_Travail à faire_
**A)** Dites si chacune des affirmations suivantes concorde avec le texte sur le programme économique de Jean-Luc Mélenchon, en répondant par oui ou par non et en citant les mots du texte qui tranchent : (i) l'émission de présentation durait cinq heures ; (ii) le plan prévoit un emprunt de 273 milliards d'euros ; (iii) Jean-Luc Mélenchon présentait lui-même l'essentiel des chiffres.
**B)** Poursuivez le texte sur le programme économique de Jean-Luc Mélenchon à partir de sa dernière phrase.

_Extrait choisi_
□ □ □
Jean-Luc Mélenchon : un chiffrage du programme «keynésien conséquent»
Submitted by Anonyme (non vérifié)Jean-Luc Mélenchon a présenté hier son programme économique dans une émission de 5h de long sur Youtube, avec des « chiffres » développés par toute une équipe de gens plutôt jeunes, Jean-Luc Mélenchon n'intervenant que ponctuellement.
C'est une manière pour lui de se présenter comme crédible, avec en arrière-plan, bien entendu, l'inévitable comparaison avec le Programme commun de 1981.
Car la question de fond est là : soit nous avons raison et Jean-Luc Mélenchon est quelqu'un qui veut moderniser le capitalisme français par une mobilisation sociale-impérialiste, soit il est réellement ancré à gauche et relève d'une offensive contre la bourgeoisie.
La question est relativement vite réglée, car toute l'argumentation des cinq heures de vidéo expliquant les « chiffres » s'appuie sur un discours foncièrement keynésien : il faut relancer la consommation, par l'amélioration du pouvoir d'achat, en revalorisant les salaires, les retraites, etc.
C'est le principe de la « politique de la demande ». L'idée, keynésienne au possible, est donc que le capitalisme va être remis dans le droit chemin par l'intervention de l’État, qui va investir 273 milliards d'euros dans un plan de dépenses sur cinq ans.
Si notre analyse est juste, alors ces 273 milliards d'euros vont avoir un caractère très problématique, dans le sens où cela veut montrer que Jean-Luc Mélenchon ne veut surtout pas toucher à la bourgeoisie, ni même au grand capital.
Selon nous, il faut un front populaire bousculant la bourgeoisie, puis une démocratie populaire la faisant reculer, le socialisme pour la faire disparaître. Ce sont des étapes bien déterminées.
Même en admettant que Jean-Luc Mélenchon ne devrait être considéré que par rapport à la question du Front populaire, on voit qu'il ne bouscule nullement la bourgeoisie.
En effet, premier problème : il y aura pour son plan un emprunt de 100 milliards d'euros.
Même si des entités semi-étatiques sont mises en place, on voit qu'il y a là non pas un bousculement du rapport entre le capital et le travail, mais une soumission au capital avec la demande d'un prêt pour réaliser des investissements.
Cela signifie que le prêt va servir, inévitablement, à renforcer le capitalisme, par le capitalisme, l’État servant simplement d'interface « intelligente ».
□ □ □
_Lignes de données_
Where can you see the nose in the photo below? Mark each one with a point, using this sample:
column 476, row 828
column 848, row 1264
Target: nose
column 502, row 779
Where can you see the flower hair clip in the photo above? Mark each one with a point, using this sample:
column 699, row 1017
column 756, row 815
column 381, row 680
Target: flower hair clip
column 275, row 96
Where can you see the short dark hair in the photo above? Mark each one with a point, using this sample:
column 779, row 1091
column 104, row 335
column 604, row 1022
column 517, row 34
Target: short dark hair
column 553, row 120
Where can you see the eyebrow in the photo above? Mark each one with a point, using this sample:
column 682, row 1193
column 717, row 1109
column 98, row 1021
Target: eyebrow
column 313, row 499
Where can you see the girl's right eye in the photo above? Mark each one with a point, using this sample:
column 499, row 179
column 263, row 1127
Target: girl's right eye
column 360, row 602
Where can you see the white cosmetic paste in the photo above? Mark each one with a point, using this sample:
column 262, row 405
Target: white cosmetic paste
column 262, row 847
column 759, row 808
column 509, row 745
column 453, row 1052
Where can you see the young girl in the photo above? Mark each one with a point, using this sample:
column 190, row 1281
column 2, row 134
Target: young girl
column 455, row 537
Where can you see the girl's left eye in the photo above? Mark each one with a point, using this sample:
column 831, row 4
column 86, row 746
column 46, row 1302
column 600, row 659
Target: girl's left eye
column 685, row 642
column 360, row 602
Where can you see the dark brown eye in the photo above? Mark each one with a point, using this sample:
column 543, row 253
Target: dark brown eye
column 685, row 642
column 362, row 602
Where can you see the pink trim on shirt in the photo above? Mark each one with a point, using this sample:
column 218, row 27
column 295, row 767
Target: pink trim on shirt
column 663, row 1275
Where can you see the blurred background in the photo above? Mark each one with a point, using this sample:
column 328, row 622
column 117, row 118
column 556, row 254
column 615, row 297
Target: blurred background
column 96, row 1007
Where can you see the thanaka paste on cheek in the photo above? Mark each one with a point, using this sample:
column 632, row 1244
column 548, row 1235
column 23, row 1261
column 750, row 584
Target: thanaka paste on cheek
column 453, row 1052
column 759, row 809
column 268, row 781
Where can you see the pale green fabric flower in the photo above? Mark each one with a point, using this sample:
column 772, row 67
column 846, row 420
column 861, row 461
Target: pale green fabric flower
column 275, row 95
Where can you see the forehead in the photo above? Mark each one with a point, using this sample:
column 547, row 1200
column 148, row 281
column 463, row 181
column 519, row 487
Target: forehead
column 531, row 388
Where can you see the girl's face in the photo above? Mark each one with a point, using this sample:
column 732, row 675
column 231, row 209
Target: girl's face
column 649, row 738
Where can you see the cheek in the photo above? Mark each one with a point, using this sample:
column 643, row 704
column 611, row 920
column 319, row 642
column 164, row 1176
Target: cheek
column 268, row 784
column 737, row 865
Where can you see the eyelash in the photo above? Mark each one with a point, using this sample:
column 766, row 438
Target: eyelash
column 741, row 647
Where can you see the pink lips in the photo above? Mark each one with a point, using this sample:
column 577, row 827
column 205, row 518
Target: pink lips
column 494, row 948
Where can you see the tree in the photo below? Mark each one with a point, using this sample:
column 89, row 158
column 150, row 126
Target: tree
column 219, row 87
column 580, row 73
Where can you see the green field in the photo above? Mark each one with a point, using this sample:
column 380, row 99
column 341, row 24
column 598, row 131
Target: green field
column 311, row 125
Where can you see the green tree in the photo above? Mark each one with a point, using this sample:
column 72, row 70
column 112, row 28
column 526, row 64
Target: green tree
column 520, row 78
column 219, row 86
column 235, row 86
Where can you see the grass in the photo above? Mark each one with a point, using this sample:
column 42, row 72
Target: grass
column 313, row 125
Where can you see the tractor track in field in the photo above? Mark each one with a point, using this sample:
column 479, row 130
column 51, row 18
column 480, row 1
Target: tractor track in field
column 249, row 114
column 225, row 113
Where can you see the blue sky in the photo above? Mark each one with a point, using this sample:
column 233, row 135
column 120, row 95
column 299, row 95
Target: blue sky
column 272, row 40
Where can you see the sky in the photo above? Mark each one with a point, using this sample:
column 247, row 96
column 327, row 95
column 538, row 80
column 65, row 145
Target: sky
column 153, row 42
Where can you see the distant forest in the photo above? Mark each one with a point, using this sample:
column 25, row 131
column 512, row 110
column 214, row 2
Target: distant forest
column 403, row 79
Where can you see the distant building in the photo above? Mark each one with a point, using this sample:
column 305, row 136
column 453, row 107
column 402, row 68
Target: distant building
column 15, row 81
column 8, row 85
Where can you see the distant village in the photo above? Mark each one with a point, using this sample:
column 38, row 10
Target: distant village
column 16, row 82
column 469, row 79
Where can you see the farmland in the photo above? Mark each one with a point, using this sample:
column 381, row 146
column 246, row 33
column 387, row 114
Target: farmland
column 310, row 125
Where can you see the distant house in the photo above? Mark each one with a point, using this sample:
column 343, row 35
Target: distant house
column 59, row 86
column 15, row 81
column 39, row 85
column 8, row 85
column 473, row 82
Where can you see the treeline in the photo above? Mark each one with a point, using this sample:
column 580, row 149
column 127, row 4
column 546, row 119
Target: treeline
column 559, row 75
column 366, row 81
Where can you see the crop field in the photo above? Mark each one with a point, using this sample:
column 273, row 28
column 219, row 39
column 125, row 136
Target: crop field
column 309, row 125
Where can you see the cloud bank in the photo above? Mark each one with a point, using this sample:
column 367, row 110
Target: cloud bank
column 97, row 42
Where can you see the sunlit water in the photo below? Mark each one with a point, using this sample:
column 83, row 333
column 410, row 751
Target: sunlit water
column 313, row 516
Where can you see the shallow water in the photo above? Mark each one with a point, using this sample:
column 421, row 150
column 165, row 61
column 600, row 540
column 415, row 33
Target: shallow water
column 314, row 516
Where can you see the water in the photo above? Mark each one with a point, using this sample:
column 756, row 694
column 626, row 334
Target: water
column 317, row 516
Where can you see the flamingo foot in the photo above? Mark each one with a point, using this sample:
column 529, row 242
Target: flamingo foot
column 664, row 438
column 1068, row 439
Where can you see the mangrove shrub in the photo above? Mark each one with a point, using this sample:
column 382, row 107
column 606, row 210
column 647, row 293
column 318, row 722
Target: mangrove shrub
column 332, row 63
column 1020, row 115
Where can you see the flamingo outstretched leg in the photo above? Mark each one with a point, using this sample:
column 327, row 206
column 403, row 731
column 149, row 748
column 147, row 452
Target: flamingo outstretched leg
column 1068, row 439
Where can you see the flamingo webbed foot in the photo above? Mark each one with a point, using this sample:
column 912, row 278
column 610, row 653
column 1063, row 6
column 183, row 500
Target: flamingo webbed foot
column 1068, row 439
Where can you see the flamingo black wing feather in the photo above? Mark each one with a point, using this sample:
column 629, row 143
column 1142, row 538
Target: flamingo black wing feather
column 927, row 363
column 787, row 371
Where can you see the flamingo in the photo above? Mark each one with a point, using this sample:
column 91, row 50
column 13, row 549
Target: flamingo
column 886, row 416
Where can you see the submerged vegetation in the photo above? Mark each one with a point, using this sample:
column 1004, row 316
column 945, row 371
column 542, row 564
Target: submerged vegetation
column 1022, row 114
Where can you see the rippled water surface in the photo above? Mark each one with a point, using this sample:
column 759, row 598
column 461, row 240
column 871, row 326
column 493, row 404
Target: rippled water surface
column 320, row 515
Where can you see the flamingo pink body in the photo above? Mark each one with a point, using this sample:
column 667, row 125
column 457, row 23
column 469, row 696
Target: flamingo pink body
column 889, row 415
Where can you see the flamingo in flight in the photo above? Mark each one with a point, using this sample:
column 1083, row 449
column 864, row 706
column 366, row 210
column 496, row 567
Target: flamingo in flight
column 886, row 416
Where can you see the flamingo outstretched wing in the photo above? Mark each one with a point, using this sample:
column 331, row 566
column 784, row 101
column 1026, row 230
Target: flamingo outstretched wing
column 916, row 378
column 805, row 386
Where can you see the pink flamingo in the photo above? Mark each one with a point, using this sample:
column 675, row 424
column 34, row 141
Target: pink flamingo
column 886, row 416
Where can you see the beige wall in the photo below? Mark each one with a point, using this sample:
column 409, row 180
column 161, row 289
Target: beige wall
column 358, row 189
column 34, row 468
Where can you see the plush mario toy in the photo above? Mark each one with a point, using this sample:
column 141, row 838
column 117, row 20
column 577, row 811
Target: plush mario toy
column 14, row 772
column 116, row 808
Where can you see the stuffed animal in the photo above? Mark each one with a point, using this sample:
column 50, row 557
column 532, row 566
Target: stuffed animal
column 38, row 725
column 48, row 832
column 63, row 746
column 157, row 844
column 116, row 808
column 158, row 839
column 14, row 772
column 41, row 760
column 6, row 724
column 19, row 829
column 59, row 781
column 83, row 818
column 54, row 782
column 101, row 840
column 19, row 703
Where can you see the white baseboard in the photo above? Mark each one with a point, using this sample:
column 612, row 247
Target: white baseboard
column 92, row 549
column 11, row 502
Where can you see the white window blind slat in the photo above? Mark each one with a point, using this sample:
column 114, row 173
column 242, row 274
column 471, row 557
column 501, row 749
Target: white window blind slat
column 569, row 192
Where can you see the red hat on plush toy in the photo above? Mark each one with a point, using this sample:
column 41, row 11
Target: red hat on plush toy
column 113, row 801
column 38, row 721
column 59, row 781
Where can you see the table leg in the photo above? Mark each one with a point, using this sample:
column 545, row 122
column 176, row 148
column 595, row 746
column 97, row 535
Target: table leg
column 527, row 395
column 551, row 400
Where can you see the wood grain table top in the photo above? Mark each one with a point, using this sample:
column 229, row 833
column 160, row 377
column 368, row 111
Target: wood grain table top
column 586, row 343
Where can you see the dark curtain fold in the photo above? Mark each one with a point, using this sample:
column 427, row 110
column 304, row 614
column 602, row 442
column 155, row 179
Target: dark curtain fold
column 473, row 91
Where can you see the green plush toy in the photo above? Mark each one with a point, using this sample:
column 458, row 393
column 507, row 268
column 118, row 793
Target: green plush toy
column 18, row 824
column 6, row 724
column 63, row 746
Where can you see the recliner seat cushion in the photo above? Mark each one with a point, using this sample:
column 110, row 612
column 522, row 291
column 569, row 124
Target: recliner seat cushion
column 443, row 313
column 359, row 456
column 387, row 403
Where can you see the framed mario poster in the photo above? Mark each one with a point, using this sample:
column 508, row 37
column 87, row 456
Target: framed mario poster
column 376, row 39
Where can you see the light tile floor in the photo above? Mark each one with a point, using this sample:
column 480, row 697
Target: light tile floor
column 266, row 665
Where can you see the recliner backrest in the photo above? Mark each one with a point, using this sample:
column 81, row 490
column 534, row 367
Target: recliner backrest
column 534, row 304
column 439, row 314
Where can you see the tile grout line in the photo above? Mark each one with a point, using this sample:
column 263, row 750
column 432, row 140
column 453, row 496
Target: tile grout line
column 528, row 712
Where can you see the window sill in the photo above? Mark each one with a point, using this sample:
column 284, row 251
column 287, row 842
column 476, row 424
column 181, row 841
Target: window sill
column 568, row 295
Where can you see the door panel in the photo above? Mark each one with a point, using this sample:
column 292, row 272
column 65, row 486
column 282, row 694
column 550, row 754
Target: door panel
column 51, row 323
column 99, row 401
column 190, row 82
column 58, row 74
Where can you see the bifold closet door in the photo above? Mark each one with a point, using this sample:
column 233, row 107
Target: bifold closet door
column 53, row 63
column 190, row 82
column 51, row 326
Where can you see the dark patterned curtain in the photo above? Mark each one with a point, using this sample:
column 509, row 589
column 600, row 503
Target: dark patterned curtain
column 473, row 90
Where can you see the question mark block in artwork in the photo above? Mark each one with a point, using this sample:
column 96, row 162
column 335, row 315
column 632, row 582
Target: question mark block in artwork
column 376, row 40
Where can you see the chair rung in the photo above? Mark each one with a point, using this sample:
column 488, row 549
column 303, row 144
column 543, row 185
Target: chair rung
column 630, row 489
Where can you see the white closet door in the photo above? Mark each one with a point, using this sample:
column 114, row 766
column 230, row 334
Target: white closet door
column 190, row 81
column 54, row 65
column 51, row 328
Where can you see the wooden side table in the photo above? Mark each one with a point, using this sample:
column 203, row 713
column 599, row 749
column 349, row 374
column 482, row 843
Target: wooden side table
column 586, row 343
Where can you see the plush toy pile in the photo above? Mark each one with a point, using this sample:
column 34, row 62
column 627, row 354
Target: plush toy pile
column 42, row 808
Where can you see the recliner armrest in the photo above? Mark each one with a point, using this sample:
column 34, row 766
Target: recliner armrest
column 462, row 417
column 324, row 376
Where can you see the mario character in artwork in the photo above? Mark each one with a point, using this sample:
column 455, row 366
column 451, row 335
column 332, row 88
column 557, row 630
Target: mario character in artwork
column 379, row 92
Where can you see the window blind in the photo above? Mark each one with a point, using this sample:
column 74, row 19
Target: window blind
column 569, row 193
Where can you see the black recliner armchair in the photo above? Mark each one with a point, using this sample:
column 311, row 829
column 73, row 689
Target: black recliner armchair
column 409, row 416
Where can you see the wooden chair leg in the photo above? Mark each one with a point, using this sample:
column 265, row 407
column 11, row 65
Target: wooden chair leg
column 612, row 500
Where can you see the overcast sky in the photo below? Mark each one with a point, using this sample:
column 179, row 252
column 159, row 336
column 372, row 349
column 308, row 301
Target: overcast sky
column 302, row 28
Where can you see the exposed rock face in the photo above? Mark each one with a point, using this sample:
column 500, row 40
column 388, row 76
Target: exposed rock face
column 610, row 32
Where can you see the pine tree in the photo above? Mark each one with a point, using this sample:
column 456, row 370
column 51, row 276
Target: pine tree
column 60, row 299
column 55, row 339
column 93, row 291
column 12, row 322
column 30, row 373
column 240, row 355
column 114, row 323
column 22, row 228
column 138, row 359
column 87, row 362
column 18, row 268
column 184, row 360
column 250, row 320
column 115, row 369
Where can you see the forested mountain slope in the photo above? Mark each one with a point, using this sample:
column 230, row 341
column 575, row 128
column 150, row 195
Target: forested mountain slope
□ □ □
_Réponses par tâche_
**A)**
(i) Oui : « dans une émission de 5h de long sur Youtube ».
(ii) Non : « il y aura pour son plan un emprunt de 100 milliards d'euros ».
(iii) Non : « des « chiffres » développés par toute une équipe de gens plutôt jeunes, Jean-Luc Mélenchon n'intervenant que ponctuellement ».

**B)**
Jacques Généreux, l'un des deux principaux économistes épaulant Jean-Luc Mélenchon, est explicite à ce sujet : il s'agit de stimuler l'économie, puis l’État se retire. Le second économiste Liêm Hoang Ngoc, a également expliqué :
« Nous sommes des keynésiens conséquents. »
Les 100 milliards témoignent ici d'un donnant-donnant entre le capital et l’État « intelligent » avec un projet social-impérialiste. Cela ne va pas dans le sens d'une offensive populaire pour faire reculer la bourgeoisie et la réaction.
Restent alors à trouver 173 milliards d'euros. Où Jean-Luc Mélenchon compte-t-il les trouver ?
Tout d'abord, en rognant sur les avantages faits aux entreprises, notamment le Crédit d'Impôt pour la Compétitivité et l'Emploi et le « Pacte de Responsabilité ». Cela amènerait 21 milliards d'euros.
C'est un réajustement de la politique lancée par François Hollande qui est tout à fait crédible. Par contre, la lutte contre l'évasion fiscale à hauteur de 33 milliards d'euros relève de la fiction pure et simple. C'est une simple hypothèse et d'ailleurs Liêm Hoang Ngoc a précisé que ce chiffre serait obtenu « si on s'y prend bien ».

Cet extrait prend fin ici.